------ Data shown

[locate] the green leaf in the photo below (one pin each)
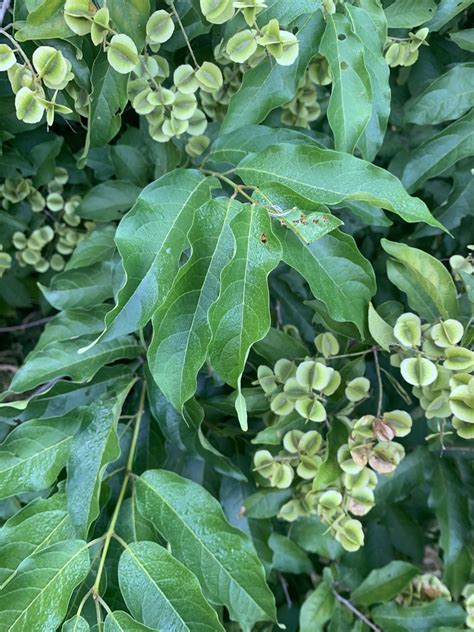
(450, 504)
(241, 315)
(41, 523)
(37, 598)
(350, 104)
(151, 239)
(222, 557)
(130, 17)
(329, 177)
(380, 330)
(439, 152)
(107, 101)
(108, 200)
(464, 39)
(122, 622)
(429, 287)
(383, 584)
(92, 449)
(269, 85)
(152, 581)
(392, 617)
(370, 25)
(337, 274)
(181, 330)
(35, 452)
(62, 358)
(446, 98)
(405, 14)
(317, 609)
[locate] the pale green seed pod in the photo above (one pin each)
(184, 78)
(197, 145)
(100, 26)
(407, 330)
(7, 57)
(310, 409)
(57, 262)
(327, 344)
(418, 371)
(27, 107)
(209, 77)
(291, 441)
(357, 389)
(281, 405)
(241, 46)
(159, 28)
(217, 11)
(77, 15)
(458, 359)
(122, 54)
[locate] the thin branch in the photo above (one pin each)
(354, 610)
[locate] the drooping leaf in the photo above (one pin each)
(181, 330)
(329, 177)
(429, 287)
(38, 596)
(152, 582)
(222, 557)
(350, 104)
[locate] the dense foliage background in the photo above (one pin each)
(236, 290)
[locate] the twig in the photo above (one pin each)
(354, 610)
(33, 323)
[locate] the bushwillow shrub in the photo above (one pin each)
(236, 298)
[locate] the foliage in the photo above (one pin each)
(236, 305)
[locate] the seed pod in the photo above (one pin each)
(122, 54)
(310, 409)
(100, 26)
(77, 15)
(159, 28)
(458, 359)
(217, 11)
(52, 67)
(357, 389)
(7, 57)
(241, 46)
(27, 107)
(418, 371)
(184, 78)
(197, 145)
(209, 77)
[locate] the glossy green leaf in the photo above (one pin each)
(334, 270)
(329, 177)
(350, 104)
(383, 584)
(429, 287)
(151, 239)
(393, 617)
(317, 609)
(62, 358)
(37, 598)
(446, 98)
(222, 557)
(451, 508)
(269, 85)
(35, 452)
(439, 152)
(407, 14)
(241, 315)
(181, 330)
(152, 582)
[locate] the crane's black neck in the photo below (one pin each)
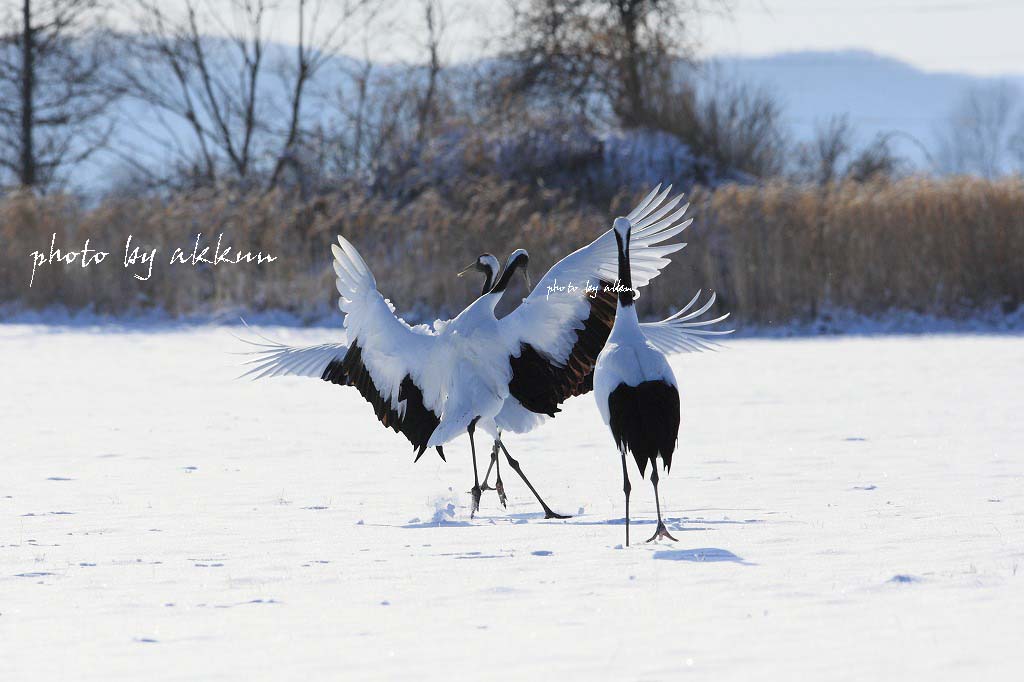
(626, 294)
(488, 279)
(510, 269)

------------

Work required – All pictures must be left out. Reproduce exactly the lines from the one containing "[locate] the crane's" to the final line of the entries.

Response for this exercise –
[locate] the crane's black neck in the photo below (one pin each)
(626, 294)
(488, 279)
(510, 269)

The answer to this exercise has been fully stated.